Can you print every one of the lines below word for word, leaving out any picture?

▶ Dataset
==*==

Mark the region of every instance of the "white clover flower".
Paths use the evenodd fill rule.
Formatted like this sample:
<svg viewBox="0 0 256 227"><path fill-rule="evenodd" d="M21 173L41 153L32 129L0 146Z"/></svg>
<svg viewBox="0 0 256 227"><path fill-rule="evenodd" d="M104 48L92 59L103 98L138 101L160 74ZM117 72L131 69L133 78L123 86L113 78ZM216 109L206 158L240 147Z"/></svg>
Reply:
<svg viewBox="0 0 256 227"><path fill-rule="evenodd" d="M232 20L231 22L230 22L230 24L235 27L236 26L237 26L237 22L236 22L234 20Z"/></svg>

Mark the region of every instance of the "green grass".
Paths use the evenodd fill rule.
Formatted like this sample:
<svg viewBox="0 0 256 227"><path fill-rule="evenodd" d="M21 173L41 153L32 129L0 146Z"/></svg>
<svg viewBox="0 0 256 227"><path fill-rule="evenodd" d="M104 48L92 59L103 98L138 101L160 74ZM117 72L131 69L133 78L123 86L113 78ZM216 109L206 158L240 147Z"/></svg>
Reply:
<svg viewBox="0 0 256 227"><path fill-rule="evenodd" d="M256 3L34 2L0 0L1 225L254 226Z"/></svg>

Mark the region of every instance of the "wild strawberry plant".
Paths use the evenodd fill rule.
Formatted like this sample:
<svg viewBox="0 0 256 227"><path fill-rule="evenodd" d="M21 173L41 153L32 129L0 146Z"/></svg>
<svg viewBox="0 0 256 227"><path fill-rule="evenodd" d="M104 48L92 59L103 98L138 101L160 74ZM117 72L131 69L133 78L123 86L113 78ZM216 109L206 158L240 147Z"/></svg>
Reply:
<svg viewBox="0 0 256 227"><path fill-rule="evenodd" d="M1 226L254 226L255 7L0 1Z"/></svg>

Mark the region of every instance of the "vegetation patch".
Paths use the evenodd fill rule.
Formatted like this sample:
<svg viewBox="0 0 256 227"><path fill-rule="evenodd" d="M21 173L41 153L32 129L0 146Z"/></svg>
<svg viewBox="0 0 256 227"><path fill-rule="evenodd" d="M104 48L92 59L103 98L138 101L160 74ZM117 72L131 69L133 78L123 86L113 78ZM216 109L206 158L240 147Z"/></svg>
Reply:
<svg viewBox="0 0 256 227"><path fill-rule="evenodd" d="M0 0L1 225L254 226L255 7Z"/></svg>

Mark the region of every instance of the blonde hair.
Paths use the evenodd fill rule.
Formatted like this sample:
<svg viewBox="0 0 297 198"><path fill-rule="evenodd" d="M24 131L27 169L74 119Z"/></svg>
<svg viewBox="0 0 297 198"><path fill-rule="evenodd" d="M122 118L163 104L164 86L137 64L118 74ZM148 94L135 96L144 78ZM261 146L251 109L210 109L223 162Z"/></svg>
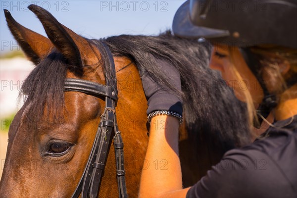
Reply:
<svg viewBox="0 0 297 198"><path fill-rule="evenodd" d="M233 65L231 71L240 81L243 79L240 73L234 66L235 57L232 47L229 47L228 50L230 54L230 62ZM254 53L261 64L260 72L262 77L268 79L264 83L269 84L273 90L269 90L271 94L276 95L277 100L279 99L280 95L287 89L286 81L293 78L297 78L297 50L289 49L273 45L265 45L250 48L251 51ZM283 75L279 65L288 61L290 64L289 70ZM258 121L258 115L254 105L250 93L248 89L243 92L247 103L247 113L250 131L253 132L253 122L254 118ZM252 134L255 135L255 134Z"/></svg>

==*==

▶ Exercise result
Mark the region of every instance of the "white clover flower".
Paths use the evenodd fill rule.
Formatted like this sample:
<svg viewBox="0 0 256 227"><path fill-rule="evenodd" d="M21 173L41 153L32 129L0 146Z"/></svg>
<svg viewBox="0 0 256 227"><path fill-rule="evenodd" d="M104 48L92 59L103 98L138 101L160 74ZM117 72L131 69L133 78L123 86L113 78ZM216 109L206 158L240 147Z"/></svg>
Reply:
<svg viewBox="0 0 256 227"><path fill-rule="evenodd" d="M232 20L231 22L230 22L230 24L235 27L236 26L237 26L237 22L236 22L234 20Z"/></svg>

Mark the region of every instance of the "green grass".
Paths use the evenodd fill rule.
Formatted like this sample:
<svg viewBox="0 0 256 227"><path fill-rule="evenodd" d="M21 173L41 153L32 129L0 146Z"/></svg>
<svg viewBox="0 0 256 227"><path fill-rule="evenodd" d="M104 48L92 59L103 98L138 101L160 74ZM117 72L131 69L133 78L123 86L113 78ZM216 109L206 158L240 147Z"/></svg>
Reply:
<svg viewBox="0 0 256 227"><path fill-rule="evenodd" d="M256 3L34 2L0 0L1 225L254 226Z"/></svg>

Mark the region of every instance of the "wild strawberry plant".
Paths use the evenodd fill rule.
Formatted like this sample:
<svg viewBox="0 0 256 227"><path fill-rule="evenodd" d="M21 173L41 153L32 129L0 146Z"/></svg>
<svg viewBox="0 0 256 227"><path fill-rule="evenodd" d="M104 48L92 59L103 98L138 101L160 74ZM117 72L131 69L133 78L123 86L113 78ZM216 109L206 158L240 147Z"/></svg>
Reply:
<svg viewBox="0 0 256 227"><path fill-rule="evenodd" d="M1 226L254 226L255 7L0 1Z"/></svg>

Mark the region of every instance of the "vegetation patch".
Paths use the evenodd fill rule.
Formatted like this sample:
<svg viewBox="0 0 256 227"><path fill-rule="evenodd" d="M21 173L41 153L32 129L0 146Z"/></svg>
<svg viewBox="0 0 256 227"><path fill-rule="evenodd" d="M104 48L92 59L103 98L138 101L160 74ZM117 72L131 69L133 78L123 86L113 78ZM216 109L206 158L240 147Z"/></svg>
Reply:
<svg viewBox="0 0 256 227"><path fill-rule="evenodd" d="M0 0L1 225L254 226L255 7Z"/></svg>

Mark the region of every instance of the blonde hair.
Paths use the evenodd fill rule.
Formatted like this sample:
<svg viewBox="0 0 297 198"><path fill-rule="evenodd" d="M24 131L27 169L74 119Z"/></svg>
<svg viewBox="0 0 297 198"><path fill-rule="evenodd" d="M122 118L163 104L164 86L137 64L118 74ZM148 94L135 96L144 78ZM261 146L251 109L210 109L223 162Z"/></svg>
Reply:
<svg viewBox="0 0 297 198"><path fill-rule="evenodd" d="M233 65L231 71L240 81L243 79L240 73L234 66L235 57L232 47L229 47L228 50L230 54L230 62ZM254 53L261 64L260 72L262 77L268 79L264 83L269 84L273 90L269 90L271 94L276 95L277 100L279 99L280 95L287 89L286 81L293 78L297 78L297 50L289 49L273 45L265 45L250 48L251 51ZM283 75L279 65L288 61L290 64L289 70ZM258 121L258 115L254 105L250 93L248 89L243 92L247 103L247 113L250 131L253 132L253 122L254 118ZM252 134L255 135L255 134Z"/></svg>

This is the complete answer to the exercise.